> Work instructions
Reproduce everything from the line containing "Place one keypoint on each instance of the chocolate" down to the end of the entries, both ends included, adding 77 to every coordinate in the answers and leaving the requests unchanged.

> Entries from a dataset
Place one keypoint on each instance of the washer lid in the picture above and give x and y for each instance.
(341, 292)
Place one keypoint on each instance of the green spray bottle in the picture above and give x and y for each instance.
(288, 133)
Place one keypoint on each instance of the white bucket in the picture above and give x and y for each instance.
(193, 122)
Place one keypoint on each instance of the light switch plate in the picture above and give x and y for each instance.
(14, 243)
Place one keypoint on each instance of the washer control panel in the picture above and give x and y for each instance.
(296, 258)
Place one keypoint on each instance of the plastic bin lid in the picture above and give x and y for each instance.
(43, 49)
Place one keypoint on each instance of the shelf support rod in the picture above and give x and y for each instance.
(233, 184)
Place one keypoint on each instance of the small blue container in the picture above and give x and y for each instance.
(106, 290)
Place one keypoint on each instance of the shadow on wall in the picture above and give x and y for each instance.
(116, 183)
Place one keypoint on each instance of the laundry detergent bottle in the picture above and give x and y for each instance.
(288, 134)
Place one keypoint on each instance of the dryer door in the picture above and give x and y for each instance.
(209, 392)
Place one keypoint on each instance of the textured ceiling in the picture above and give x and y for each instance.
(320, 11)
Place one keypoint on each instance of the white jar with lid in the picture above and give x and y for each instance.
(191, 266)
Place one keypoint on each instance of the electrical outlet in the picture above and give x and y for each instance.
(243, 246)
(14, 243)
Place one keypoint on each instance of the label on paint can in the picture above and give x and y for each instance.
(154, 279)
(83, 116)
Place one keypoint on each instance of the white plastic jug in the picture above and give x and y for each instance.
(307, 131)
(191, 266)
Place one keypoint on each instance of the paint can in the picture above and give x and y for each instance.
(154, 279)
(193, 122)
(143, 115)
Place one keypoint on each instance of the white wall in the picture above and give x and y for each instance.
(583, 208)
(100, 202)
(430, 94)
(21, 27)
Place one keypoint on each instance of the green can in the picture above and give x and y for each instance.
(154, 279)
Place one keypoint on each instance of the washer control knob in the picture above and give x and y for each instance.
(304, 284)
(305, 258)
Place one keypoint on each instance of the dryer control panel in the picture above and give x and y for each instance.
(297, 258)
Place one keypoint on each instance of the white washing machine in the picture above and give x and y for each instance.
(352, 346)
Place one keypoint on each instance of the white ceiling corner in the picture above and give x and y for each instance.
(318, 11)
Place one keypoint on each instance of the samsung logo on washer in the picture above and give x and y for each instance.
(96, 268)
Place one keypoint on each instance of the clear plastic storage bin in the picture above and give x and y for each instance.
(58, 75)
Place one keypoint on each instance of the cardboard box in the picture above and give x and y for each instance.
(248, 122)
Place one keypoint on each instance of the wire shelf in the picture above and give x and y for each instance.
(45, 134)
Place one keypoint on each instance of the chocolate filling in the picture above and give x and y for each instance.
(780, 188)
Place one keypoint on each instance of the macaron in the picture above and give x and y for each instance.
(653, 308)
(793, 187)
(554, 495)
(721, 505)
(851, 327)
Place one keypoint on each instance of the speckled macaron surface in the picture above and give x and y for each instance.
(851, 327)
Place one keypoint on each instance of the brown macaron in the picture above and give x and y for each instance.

> Written answer
Place one keypoint on each instance of the chocolate filling in the picture above and give x and y for each instance.
(857, 265)
Place one keypoint on each instance of the macaron in the picture above and give x and y for each instance.
(730, 385)
(870, 264)
(631, 572)
(798, 582)
(928, 404)
Place one keypoint on each instance of the speckled macaron surface in the picture above and give x and y for each instance.
(928, 404)
Place one keypoint on each instance of the brown macaron in the picture above and give x and y for each instance.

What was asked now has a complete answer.